=== Text segment ===

Monday, June 29, 2009

Fitting In

This summer I have spent Monday mornings hanging out with this little lady:


Harper Lain Schoon Tanis…soon to become one of the World’s Greatest Women.

Last week I was heading to the park to meet my friend Elizabeth for a “play date.” In the six short blocks to the park I managed to have a bit of an identity crisis. It started as I pushed the stroller across the street in front a cute guy in a car and realized, “he thinks I’m a mom.” Which then turned into, “I’m meeting a friend my age (who really is a mom) for a play date. This could be my life….a mom.” As I neared the park and saw a Mom Pack (similar to a Wolf Pack, but slightly less vicious) standing watch over their children playing I developed sudden anxiety because I hadn’t yet put sunscreen on Harper. I imagined the Mom Pack watching me and thinking, “what kind of mother is she?!?” Wait. I’m not a mother. I’m a baby-sitter. A 31-year-old baby-sitter. It wasn’t quite noon but I was definitely ready for a drink.

I’ve been re-reading some of my favorite books lately and just finished Eat, Pray, Love by Elizabeth Gilbert. I first read it when I went to Africa. As I read it again I became even more convinced that we could (should) be great friends. She eloquently explains part of the reasoning for the quick onset of my identity crisis (which, to be quite frank, happens more often than I’d like to admit as a single woman in her thirties in this lovely Midwestern town).

===

__What you will do__:
1: State whether each statement agrees with the blog post, answering yes or no and quoting the words of the post that decide it.
(a) The walk to the park covered twelve blocks.
(b) The writer first read Eat, Pray, Love on a trip to Africa.
(c) The writer is a 31-year-old baby-sitter.
2: Repeat the stretch of the blog post from "Last week I" through "for a drink.".

=== Recorded information ===

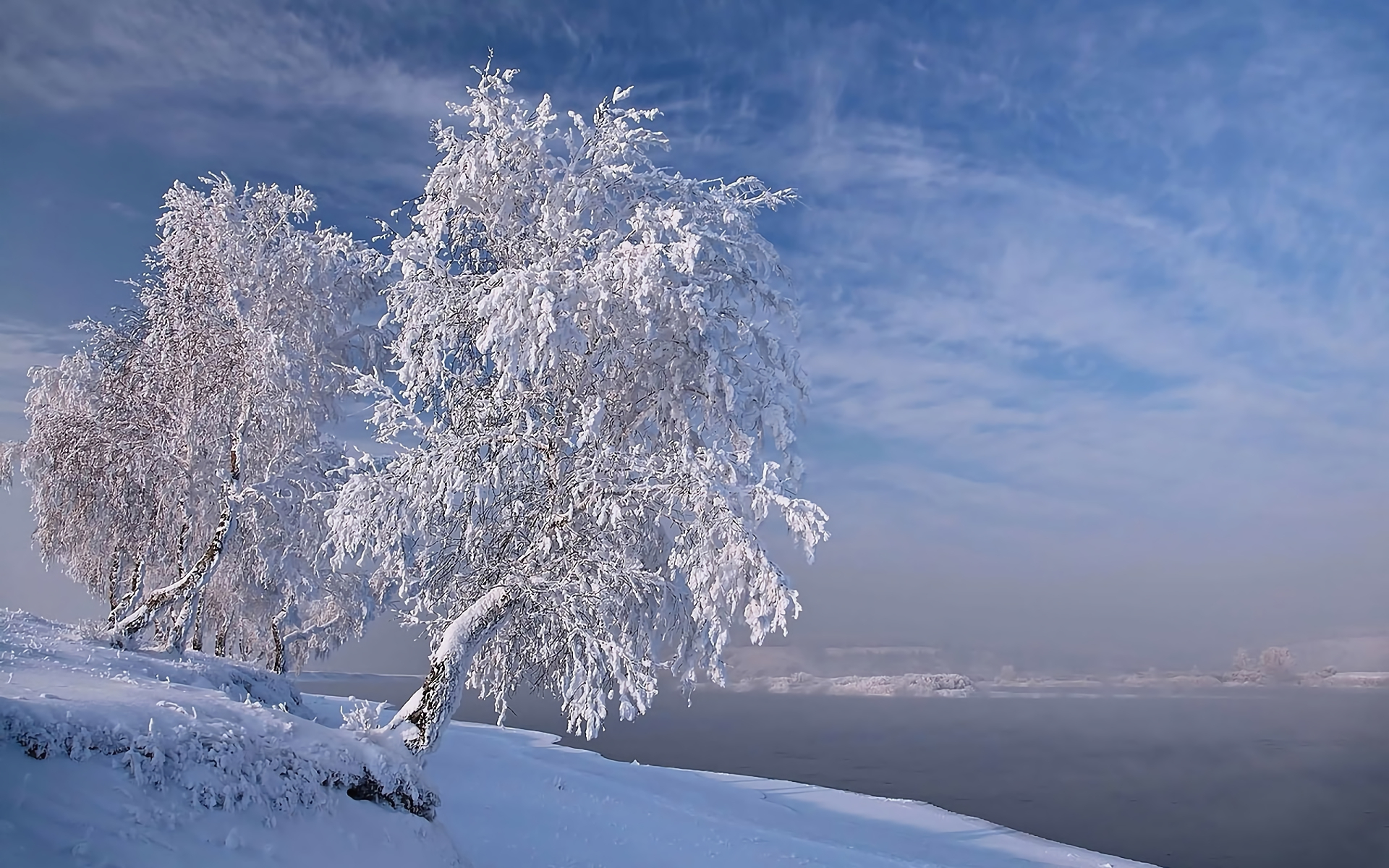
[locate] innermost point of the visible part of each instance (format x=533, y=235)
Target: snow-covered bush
x=592, y=409
x=1277, y=663
x=226, y=735
x=177, y=461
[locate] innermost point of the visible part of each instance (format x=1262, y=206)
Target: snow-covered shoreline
x=181, y=731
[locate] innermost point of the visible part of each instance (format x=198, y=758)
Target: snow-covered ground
x=135, y=747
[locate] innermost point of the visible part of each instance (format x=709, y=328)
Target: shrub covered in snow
x=226, y=735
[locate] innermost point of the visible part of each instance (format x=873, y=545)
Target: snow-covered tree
x=592, y=409
x=178, y=463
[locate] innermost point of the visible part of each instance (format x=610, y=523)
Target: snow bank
x=223, y=735
x=912, y=684
x=140, y=750
x=516, y=799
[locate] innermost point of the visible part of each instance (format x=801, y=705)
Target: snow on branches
x=592, y=410
x=177, y=461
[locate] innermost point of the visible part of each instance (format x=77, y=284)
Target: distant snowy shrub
x=1277, y=663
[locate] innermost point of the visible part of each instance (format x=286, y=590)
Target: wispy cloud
x=1067, y=270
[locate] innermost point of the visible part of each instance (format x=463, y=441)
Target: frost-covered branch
x=592, y=404
x=178, y=461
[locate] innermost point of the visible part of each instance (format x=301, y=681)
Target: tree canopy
x=590, y=414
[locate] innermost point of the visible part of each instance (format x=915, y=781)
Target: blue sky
x=1095, y=295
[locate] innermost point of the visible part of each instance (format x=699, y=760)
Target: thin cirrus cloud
x=1063, y=268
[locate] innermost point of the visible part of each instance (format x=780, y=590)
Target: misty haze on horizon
x=1094, y=300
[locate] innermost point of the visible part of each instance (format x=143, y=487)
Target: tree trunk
x=190, y=585
x=438, y=699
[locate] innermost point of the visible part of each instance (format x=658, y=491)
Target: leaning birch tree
x=590, y=416
x=177, y=461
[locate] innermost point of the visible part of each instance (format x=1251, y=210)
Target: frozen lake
x=1253, y=778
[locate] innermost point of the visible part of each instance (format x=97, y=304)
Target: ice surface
x=137, y=749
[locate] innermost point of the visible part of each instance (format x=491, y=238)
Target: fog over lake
x=1254, y=778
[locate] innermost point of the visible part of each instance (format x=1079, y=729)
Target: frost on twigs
x=177, y=460
x=228, y=736
x=592, y=410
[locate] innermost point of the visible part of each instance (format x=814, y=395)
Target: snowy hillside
x=137, y=747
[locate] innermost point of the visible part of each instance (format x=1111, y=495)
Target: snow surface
x=135, y=789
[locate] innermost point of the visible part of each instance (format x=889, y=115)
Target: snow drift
x=223, y=735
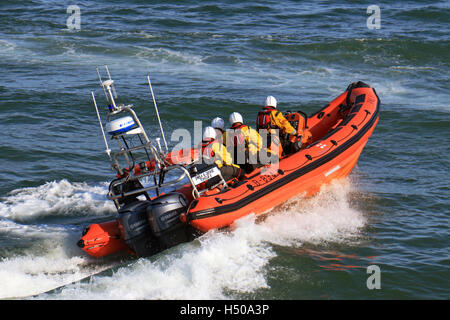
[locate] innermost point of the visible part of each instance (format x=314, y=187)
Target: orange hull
x=339, y=131
x=339, y=139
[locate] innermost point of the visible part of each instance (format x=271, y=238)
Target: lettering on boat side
x=263, y=179
x=332, y=170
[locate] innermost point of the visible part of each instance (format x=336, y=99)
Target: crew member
x=246, y=143
x=214, y=151
x=219, y=125
x=270, y=118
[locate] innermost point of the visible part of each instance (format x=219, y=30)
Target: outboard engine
x=164, y=217
x=136, y=230
x=149, y=227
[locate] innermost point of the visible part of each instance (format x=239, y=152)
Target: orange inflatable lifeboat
x=336, y=136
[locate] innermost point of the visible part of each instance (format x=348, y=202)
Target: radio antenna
x=157, y=113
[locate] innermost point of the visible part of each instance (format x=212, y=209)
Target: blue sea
x=209, y=59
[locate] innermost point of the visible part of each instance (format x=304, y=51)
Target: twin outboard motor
x=149, y=227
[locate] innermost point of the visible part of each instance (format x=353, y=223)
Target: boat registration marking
x=332, y=170
x=208, y=174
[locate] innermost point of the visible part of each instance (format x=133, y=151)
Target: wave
x=56, y=198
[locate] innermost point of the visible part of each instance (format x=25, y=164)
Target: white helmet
x=209, y=133
x=218, y=123
x=271, y=102
x=236, y=117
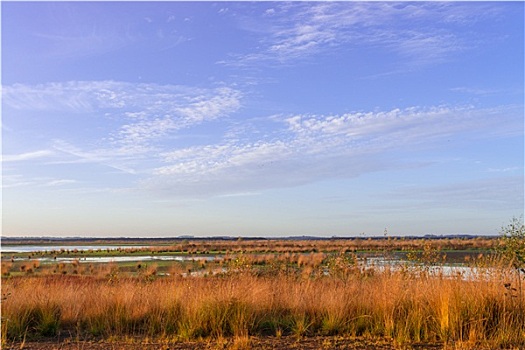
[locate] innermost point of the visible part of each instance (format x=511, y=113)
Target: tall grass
x=395, y=305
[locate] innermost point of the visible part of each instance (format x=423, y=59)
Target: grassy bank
x=404, y=306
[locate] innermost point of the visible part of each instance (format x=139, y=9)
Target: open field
x=267, y=294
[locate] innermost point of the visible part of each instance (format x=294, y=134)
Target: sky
x=161, y=119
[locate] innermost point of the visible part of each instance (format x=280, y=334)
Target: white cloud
x=149, y=111
x=27, y=156
x=61, y=182
x=310, y=148
x=417, y=32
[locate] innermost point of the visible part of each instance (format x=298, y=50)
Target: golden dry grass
x=401, y=306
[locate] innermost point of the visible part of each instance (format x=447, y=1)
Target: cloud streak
x=299, y=31
x=311, y=148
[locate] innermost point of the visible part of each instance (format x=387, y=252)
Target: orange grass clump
x=395, y=305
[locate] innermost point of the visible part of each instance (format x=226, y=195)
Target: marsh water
x=380, y=262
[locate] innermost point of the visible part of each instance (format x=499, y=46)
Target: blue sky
x=261, y=119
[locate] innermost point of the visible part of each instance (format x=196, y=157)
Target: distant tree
x=512, y=243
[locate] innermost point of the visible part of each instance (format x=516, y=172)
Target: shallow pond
x=42, y=248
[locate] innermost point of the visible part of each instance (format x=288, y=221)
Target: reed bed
x=398, y=305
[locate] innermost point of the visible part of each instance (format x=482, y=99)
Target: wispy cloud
x=297, y=31
x=148, y=111
x=27, y=156
x=307, y=148
x=501, y=193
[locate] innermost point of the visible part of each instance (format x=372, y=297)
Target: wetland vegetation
x=244, y=289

===

__The answers__:
1:
(a) No: "In the six short blocks to the park"
(b) Yes: "I first read it when I went to Africa."
(c) Yes: "A 31-year-old baby-sitter."

2:
Last week I was heading to the park to meet my friend Elizabeth for a “play date.” In the six short blocks to the park I managed to have a bit of an identity crisis. It started as I pushed the stroller across the street in front a cute guy in a car and realized, “he thinks I’m a mom.” Which then turned into, “I’m meeting a friend my age (who really is a mom) for a play date. This could be my life….a mom.” As I neared the park and saw a Mom Pack (similar to a Wolf Pack, but slightly less vicious) standing watch over their children playing I developed sudden anxiety because I hadn’t yet put sunscreen on Harper. I imagined the Mom Pack watching me and thinking, “what kind of mother is she?!?” Wait. I’m not a mother. I’m a baby-sitter. A 31-year-old baby-sitter. It wasn’t quite noon but I was definitely ready for a drink.